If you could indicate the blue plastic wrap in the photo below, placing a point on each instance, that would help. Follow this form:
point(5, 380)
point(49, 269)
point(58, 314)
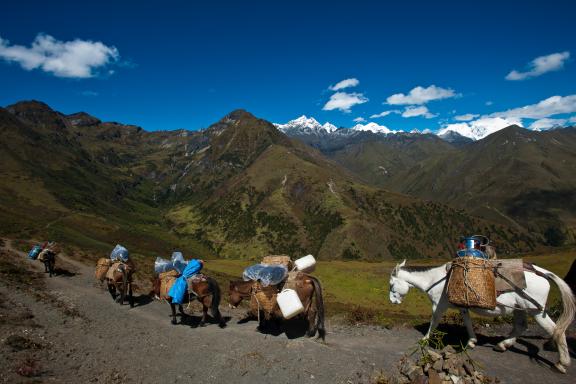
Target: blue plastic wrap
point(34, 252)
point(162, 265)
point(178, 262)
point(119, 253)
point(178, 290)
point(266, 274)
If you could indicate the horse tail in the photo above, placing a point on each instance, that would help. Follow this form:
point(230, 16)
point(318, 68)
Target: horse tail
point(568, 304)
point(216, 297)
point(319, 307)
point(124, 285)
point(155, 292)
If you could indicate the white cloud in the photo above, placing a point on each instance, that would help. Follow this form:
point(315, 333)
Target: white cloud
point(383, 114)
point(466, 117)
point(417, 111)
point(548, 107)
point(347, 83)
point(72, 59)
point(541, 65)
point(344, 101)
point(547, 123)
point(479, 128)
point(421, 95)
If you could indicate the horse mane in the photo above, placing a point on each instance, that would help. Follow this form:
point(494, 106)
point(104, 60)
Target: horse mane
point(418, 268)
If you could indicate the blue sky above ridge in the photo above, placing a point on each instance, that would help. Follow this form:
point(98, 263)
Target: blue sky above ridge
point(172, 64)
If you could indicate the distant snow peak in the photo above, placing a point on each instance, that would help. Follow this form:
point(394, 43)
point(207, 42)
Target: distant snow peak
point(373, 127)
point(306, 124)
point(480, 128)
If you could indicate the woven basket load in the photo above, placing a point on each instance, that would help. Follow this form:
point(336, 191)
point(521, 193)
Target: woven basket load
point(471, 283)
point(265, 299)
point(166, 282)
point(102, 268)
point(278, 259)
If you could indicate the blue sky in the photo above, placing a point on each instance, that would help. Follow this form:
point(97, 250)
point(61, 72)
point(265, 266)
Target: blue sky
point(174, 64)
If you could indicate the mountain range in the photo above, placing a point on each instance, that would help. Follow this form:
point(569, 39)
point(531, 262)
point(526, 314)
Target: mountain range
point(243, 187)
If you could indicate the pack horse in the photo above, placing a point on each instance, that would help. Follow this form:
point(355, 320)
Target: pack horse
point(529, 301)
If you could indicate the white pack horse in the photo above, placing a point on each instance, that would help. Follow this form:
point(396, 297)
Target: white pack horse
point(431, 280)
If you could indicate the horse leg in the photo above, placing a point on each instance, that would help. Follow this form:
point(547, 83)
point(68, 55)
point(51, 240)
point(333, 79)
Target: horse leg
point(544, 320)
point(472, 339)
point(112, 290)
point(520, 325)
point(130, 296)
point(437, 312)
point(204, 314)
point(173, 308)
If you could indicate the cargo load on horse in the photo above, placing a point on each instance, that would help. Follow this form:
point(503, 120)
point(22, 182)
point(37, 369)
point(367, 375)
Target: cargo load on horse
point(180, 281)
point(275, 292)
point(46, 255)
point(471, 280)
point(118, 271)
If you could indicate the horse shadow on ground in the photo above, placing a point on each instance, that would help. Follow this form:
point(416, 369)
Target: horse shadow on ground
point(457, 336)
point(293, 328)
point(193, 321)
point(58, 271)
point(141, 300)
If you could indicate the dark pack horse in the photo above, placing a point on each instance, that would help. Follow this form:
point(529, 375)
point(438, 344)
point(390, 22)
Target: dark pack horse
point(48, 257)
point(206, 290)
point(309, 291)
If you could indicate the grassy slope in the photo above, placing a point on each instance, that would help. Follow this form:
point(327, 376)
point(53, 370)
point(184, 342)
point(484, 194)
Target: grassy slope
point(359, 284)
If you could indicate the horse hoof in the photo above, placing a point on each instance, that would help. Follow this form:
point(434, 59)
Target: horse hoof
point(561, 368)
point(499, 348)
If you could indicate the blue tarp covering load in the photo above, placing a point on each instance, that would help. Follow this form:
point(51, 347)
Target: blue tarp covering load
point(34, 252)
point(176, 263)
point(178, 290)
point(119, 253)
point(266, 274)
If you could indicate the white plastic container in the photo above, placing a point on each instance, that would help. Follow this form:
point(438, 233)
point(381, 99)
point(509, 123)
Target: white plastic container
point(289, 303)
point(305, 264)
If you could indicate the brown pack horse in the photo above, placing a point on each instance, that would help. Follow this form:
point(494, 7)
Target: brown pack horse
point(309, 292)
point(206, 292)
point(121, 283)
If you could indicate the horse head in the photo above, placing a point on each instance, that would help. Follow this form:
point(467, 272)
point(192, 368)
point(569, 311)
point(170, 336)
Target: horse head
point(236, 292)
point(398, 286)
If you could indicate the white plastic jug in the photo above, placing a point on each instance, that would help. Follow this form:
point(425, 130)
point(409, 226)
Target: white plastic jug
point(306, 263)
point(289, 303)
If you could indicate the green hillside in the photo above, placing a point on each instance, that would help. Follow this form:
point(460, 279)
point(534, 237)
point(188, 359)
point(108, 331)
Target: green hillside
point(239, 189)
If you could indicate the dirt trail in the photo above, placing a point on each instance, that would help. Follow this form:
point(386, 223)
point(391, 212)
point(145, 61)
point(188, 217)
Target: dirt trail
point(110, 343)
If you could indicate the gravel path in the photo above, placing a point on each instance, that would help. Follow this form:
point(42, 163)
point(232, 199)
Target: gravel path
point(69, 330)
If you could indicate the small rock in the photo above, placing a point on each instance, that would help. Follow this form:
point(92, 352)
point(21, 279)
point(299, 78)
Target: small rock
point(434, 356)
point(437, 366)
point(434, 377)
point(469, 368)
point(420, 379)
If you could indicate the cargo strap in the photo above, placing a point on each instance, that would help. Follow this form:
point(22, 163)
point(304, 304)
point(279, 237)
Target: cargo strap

(To do):
If a line of the data above holds the string "strap", count it, then state only the total.

(Task answer):
2